**Passage**.
· · ·

Kagro, i note the 'outside the beltway nonsense, as does demtom, and I note the defensive 'saving grace' line.
Why would we trust the press on this? They are too close to the story and are more interested in defending themsdelves and less interested in getting it right..
Posted by: DemFromCT | March 07, 2007 at 11:41
I have a request. When we link to NYT articles, could you please feed them through Google first, so that people don't have to log in to read them? My reaction, on seeing the NYT "login" page, is to close the window.
But if you take the time to paste your article link in at google, google will return a link to you that looks like this:
linky to NYT
which works from anywhere, on a single click, without requiring readers to login to NYT. Because, really, screw them.
happy internetting!
guilty
guilty
cheney did it
guilty
guilty
Posted by: smiley | March 07, 2007 at 11:48
Access doesn't lead to accuracy, that much should be clear. Knight-Ridder routinely did the best (most accurate) reporting on Iraq and WMD precisely because they did not use inside sources, at least not much. McClatchy took over most of their papers, and they are also doing good reporting, e.g. on the fired prosecutors story.
As for what the people "beyond the beltway" care about, Iraq tops the list, along with whatever could ease their financial burdens, both of which problems have been created or greatly increased by the past 6 years of GOP rule. They also don't care much for Bush except in some pockets of the country, or for people who continue to support and defend him. They are paying attention in a sort of low-level way, as to a ballgame on in the background, in case something happens. As economic conditions worsen and mortgage defaults and foreclosures increase, they may become very restive. Don't count the public out.
Posted by: Mimikatz | March 07, 2007 at 13:12
could you please feed them through Google first
Sorry to be an idiot, but could you elaborate on "feed"? Do I copy/paste the standard NY Times link into the regular search box on their main page, the news page, or what?
(FWIW, neither of those choices actually worked for me, so I welcome a third suggestion.)
Posted by: Tom Maguire | March 07, 2007 at 13:15
If you put the link to a new york times article in Google like this you can usually get the RSS link.
Posted by: Ron Brynaert | March 07, 2007 at 13:30
When will the disconnect between the facts in the news pages and the "facts" in the editorial pages of the Washington Post become newsworthy?

· · ·

**Provided records**.

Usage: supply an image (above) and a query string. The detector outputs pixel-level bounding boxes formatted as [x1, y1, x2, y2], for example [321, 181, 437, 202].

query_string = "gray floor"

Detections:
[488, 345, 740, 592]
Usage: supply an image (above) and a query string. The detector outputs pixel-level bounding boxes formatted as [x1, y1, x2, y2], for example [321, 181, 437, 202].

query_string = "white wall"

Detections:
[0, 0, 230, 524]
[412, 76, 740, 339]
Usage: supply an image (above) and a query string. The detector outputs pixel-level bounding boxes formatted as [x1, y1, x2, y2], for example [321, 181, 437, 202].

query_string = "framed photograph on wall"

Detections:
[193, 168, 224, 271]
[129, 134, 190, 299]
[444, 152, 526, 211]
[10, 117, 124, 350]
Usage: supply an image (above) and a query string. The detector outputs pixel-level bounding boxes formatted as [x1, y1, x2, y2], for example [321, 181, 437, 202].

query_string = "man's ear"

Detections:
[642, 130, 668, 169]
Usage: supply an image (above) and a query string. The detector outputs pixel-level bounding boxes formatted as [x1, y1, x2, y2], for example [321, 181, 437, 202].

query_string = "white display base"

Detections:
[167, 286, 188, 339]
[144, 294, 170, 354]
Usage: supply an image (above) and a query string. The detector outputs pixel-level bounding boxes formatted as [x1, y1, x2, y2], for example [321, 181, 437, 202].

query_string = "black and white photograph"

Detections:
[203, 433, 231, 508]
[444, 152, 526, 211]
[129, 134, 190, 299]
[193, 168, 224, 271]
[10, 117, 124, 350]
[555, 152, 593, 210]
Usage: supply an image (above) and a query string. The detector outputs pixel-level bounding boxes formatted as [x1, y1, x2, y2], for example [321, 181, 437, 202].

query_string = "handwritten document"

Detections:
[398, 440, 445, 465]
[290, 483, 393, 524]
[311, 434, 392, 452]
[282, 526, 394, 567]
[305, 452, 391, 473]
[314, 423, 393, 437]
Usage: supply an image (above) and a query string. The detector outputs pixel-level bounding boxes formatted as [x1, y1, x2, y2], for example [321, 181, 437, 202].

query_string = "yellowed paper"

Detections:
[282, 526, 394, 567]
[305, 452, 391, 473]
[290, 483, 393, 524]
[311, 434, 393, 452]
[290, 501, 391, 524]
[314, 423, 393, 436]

· · ·

**Exercise details**.
Reproduce the comment thread from "But if you take" to "really, screw them.", swapping "single click" for "double click".

**Exercise result**.
But if you take the time to paste your article link in at google, google will return a link to you that looks like this:
linky to NYT
which works from anywhere, on a double click, without requiring readers to login to NYT. Because, really, screw them.